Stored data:
_ _ _ _ _
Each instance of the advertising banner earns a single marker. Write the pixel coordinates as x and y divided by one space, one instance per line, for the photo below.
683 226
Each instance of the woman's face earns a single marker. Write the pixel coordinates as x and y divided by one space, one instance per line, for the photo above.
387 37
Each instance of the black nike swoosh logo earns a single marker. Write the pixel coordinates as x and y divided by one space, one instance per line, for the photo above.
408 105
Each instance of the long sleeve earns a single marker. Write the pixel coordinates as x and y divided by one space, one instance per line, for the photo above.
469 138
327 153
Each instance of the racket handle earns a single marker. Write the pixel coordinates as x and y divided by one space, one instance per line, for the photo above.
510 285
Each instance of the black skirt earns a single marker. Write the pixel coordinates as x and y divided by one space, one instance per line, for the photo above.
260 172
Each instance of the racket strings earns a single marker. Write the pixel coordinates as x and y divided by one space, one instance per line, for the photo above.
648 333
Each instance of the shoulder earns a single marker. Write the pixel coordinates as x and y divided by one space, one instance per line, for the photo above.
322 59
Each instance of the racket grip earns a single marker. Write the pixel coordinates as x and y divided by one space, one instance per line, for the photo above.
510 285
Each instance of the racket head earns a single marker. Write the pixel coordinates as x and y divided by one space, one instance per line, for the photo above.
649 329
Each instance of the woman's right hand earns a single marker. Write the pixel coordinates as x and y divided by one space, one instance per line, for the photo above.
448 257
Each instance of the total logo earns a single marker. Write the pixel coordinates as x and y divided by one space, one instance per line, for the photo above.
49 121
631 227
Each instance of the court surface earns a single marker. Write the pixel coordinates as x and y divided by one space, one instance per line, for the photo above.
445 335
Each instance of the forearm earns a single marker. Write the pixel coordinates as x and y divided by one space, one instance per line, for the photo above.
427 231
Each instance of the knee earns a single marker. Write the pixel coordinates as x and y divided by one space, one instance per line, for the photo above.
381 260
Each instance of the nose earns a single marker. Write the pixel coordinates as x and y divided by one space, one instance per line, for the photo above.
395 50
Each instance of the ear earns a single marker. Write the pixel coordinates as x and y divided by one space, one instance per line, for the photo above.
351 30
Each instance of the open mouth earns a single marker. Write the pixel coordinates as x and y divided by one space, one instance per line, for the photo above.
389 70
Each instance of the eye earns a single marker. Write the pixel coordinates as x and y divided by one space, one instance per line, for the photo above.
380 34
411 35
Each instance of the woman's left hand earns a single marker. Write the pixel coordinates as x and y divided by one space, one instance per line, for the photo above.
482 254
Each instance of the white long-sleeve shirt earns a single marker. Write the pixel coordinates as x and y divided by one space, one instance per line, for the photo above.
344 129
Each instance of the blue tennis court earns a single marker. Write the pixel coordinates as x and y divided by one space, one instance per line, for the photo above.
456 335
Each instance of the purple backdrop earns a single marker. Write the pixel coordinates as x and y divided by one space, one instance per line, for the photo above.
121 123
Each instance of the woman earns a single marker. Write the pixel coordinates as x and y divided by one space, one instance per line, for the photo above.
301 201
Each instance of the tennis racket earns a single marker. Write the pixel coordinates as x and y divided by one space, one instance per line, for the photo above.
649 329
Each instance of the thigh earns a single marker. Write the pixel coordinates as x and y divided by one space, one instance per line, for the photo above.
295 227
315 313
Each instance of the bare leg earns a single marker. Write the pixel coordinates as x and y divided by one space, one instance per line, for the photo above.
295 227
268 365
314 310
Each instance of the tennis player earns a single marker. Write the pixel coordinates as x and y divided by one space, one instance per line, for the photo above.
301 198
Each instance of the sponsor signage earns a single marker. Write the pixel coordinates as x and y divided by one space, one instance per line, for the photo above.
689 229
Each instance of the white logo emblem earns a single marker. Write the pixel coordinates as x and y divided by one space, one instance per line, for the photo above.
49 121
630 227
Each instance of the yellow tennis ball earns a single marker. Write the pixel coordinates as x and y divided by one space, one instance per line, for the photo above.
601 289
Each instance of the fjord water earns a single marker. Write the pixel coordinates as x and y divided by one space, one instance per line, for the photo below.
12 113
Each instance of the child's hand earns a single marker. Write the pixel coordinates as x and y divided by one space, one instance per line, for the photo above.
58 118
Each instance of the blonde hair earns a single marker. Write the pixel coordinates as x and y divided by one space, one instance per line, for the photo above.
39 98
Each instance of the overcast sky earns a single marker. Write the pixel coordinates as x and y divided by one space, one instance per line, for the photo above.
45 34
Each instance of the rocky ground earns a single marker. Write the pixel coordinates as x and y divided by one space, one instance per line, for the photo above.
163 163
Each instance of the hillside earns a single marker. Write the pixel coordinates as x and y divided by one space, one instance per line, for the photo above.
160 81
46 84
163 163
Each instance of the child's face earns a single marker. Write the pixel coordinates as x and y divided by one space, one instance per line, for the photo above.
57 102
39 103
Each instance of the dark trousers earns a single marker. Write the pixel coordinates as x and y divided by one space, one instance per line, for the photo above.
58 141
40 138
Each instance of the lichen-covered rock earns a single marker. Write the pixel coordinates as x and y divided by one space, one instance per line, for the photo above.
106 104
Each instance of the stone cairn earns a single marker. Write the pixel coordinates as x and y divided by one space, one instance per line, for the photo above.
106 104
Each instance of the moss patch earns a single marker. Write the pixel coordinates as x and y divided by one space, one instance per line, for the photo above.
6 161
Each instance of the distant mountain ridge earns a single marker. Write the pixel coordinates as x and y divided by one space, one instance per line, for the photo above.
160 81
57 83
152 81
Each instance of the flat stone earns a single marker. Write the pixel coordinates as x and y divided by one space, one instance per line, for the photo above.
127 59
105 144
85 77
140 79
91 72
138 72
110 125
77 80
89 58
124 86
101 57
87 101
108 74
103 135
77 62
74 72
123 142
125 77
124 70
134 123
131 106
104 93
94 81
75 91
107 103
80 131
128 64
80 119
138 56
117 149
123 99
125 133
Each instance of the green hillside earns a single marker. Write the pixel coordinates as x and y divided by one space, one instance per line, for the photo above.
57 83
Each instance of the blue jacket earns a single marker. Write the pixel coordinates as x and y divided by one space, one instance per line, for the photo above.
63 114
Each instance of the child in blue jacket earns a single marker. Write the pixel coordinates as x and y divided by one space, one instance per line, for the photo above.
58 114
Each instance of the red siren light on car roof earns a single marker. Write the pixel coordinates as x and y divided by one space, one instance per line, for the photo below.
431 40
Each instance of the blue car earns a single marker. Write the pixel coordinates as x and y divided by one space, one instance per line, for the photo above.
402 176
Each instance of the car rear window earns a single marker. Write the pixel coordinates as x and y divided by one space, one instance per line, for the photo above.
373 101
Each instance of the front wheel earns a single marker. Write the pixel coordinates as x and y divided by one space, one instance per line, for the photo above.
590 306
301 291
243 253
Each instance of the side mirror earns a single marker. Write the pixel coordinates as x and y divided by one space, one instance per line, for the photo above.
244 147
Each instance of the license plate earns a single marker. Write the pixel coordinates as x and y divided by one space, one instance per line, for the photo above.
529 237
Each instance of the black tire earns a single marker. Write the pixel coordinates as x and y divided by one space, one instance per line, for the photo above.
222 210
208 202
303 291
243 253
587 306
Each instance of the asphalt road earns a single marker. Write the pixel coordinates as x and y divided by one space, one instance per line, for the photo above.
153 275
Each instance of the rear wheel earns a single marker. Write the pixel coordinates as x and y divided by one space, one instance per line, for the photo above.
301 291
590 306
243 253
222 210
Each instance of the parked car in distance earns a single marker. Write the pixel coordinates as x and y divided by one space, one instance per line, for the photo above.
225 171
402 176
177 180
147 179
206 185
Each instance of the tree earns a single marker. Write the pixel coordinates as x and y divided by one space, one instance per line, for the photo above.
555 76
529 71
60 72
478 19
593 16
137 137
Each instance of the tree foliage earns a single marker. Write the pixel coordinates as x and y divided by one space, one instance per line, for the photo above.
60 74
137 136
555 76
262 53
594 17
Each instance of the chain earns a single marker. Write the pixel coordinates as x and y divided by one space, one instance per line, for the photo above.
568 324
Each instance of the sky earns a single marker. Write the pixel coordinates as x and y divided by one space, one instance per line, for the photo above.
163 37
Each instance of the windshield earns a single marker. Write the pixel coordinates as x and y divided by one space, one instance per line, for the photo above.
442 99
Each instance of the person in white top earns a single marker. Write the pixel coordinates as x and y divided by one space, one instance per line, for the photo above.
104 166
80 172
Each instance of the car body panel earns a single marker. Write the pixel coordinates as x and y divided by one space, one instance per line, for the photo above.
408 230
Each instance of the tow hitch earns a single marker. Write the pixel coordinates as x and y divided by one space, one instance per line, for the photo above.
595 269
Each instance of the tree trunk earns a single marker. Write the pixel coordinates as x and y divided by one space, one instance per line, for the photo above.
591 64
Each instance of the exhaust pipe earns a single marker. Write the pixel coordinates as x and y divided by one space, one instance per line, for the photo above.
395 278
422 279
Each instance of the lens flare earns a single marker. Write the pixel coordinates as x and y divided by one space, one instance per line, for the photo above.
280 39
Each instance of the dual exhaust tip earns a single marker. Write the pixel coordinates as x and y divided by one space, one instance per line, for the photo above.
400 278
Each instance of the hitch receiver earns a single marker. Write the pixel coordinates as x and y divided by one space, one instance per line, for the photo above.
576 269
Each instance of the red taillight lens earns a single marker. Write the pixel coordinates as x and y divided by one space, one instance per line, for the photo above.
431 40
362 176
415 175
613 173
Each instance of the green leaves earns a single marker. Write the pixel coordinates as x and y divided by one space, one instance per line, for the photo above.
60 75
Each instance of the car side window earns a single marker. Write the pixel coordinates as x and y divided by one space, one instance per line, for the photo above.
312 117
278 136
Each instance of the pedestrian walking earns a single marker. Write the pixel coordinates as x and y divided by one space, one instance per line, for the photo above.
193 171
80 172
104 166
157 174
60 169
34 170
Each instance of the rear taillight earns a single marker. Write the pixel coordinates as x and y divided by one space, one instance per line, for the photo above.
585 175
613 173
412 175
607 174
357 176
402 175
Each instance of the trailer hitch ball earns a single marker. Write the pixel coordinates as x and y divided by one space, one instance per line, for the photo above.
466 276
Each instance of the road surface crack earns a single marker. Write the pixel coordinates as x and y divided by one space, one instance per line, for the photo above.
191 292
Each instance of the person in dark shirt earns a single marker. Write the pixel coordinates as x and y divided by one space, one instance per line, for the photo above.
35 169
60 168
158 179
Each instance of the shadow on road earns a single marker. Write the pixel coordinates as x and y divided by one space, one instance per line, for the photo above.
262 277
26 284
_ _ _ _ _
ACTION ITEM:
Beginning at the line with "Each instance of the rear taillight" and ending at the last line of the entries, print every line exactly.

EXERCISE OUTPUT:
Each instance of the rear taillight earns a single marker. Write the pixel coordinates as x and y divided by one space, one instance per line, for the photo above.
585 175
613 173
412 175
607 174
357 176
402 175
Each instance of the trailer hitch ball earns a single marker. Write the pixel coordinates as x and y divided by one space, one instance per line, for the photo above.
466 276
Each instance of the road surface crack earns a single marker. Write the pixel coordinates as x and y divided by one space, one instance per line, for the photo above.
191 292
Each instance of the person in dark shirt earns a single marker. Write the pixel coordinates as x and y divided by one space, one instance per line, for the photo above.
35 169
60 168
158 179
Each instance of the shadow on road earns a single marker. Write the pixel coordinates as x and y divided by one space, one instance per line, for the photo above.
262 277
26 284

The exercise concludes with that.